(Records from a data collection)
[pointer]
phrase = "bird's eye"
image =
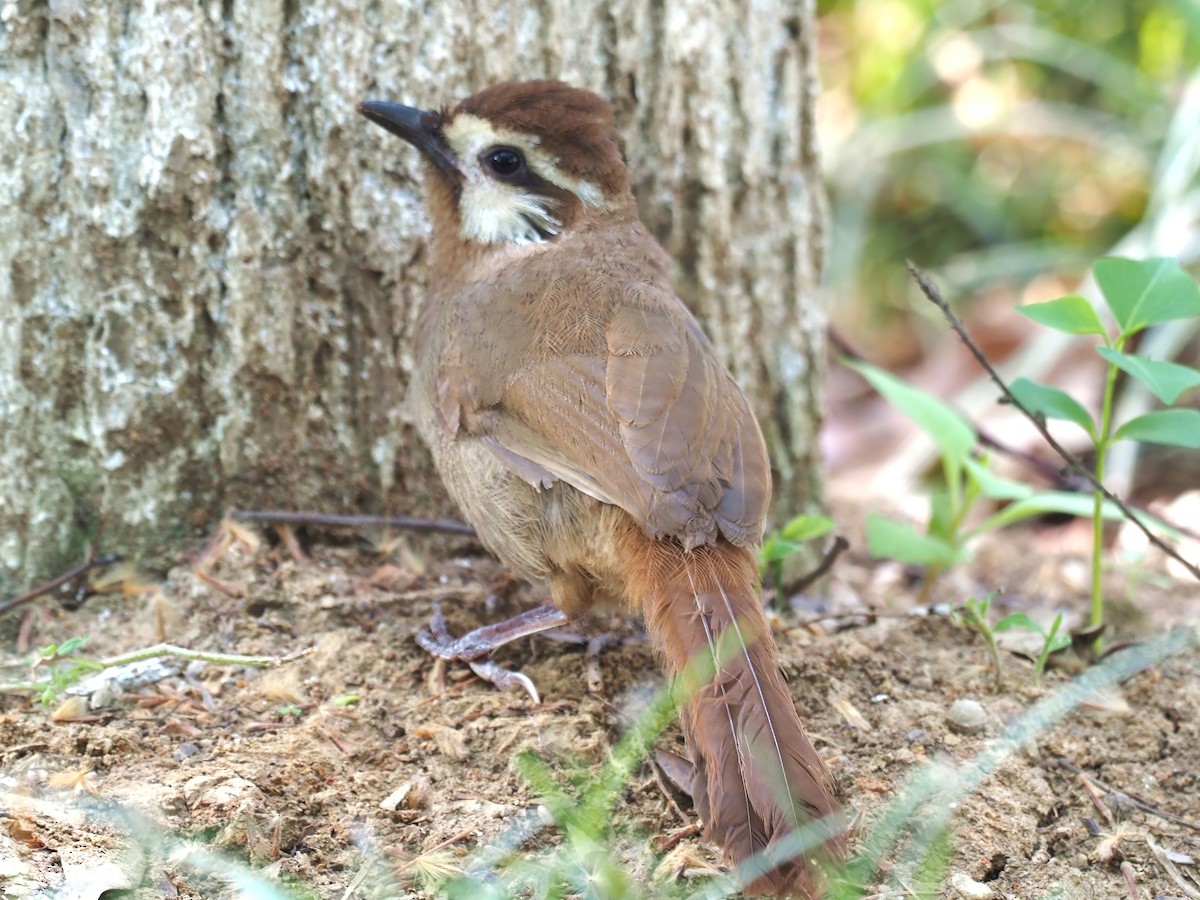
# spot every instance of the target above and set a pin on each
(503, 161)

**Work instructions:** Print every line of the data above without changes, but leave out the picture.

**Final answer:**
[pointer]
phrase = "bird's eye"
image =
# spot every instance of the target above and set a pin on each
(503, 161)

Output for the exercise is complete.